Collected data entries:
════
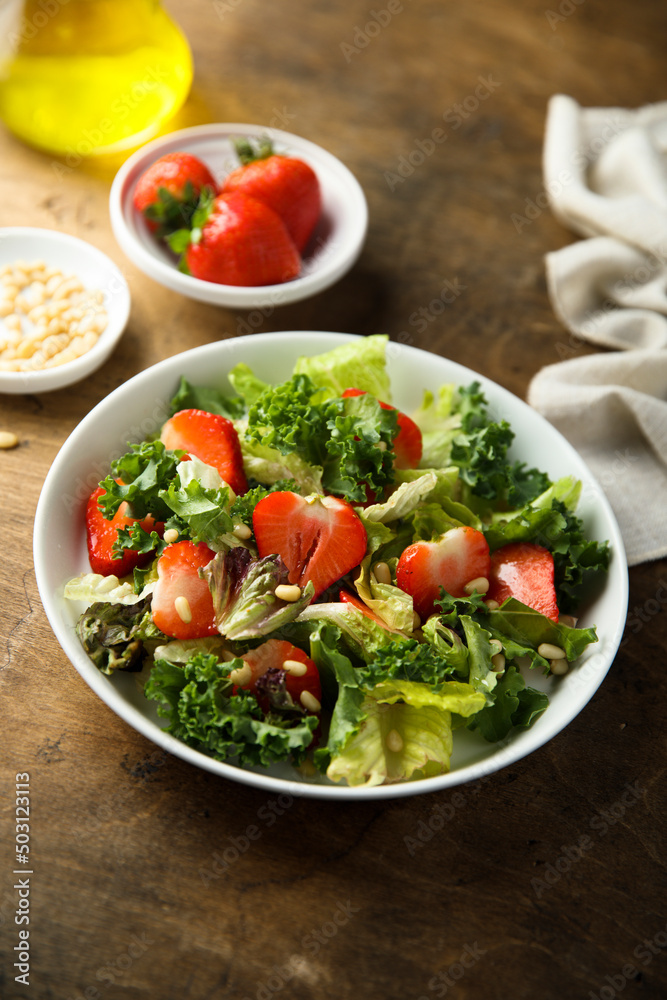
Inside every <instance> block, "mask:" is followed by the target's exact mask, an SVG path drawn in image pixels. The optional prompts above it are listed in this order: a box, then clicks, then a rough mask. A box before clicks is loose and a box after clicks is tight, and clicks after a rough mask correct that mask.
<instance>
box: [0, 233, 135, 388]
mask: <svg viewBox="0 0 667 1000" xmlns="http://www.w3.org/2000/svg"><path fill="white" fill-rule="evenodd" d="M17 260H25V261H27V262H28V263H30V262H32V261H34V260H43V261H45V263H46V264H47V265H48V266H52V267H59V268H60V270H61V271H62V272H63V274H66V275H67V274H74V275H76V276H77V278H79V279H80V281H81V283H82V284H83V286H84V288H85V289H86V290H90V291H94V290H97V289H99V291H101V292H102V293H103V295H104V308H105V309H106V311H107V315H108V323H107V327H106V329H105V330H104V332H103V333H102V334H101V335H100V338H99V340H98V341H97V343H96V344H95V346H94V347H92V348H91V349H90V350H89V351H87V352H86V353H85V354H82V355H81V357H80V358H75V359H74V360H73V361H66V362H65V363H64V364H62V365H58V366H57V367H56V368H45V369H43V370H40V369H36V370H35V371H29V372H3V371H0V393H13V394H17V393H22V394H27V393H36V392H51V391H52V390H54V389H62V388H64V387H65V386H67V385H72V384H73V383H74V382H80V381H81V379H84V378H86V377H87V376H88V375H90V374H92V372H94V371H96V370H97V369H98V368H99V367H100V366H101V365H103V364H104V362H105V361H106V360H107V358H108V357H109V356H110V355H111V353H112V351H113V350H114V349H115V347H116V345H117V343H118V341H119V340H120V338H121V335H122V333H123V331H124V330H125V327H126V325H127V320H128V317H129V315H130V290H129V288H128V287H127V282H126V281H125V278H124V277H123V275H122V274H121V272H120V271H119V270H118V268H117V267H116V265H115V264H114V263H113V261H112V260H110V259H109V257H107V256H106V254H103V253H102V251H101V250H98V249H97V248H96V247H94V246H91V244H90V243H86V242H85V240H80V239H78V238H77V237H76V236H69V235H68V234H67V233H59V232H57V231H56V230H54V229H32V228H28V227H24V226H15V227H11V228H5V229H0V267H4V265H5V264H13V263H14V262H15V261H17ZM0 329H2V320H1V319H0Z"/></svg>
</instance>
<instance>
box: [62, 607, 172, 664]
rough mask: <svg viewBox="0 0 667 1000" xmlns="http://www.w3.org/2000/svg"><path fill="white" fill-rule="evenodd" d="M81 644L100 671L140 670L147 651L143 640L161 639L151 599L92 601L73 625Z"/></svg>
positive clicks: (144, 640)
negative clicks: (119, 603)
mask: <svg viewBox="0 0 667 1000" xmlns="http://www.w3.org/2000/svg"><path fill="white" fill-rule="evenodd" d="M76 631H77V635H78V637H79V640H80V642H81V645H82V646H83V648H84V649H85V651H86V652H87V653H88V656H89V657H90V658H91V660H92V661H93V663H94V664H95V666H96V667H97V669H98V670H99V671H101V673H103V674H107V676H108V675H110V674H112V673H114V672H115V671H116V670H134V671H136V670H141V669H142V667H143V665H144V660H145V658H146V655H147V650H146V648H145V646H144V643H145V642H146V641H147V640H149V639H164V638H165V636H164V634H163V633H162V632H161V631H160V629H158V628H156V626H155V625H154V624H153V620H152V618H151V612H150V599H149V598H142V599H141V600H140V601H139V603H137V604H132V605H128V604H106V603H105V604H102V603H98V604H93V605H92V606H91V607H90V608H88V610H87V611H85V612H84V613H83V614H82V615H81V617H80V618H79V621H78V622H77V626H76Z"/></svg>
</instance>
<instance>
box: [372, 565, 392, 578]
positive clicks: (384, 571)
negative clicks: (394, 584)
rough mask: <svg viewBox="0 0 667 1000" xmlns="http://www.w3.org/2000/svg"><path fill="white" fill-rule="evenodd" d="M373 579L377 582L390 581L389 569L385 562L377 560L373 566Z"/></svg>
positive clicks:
════
§ **What this task involves**
Find and copy each line of the data where "positive" is present.

§ **Solved problem**
positive clicks: (144, 640)
positive clicks: (384, 571)
positive clicks:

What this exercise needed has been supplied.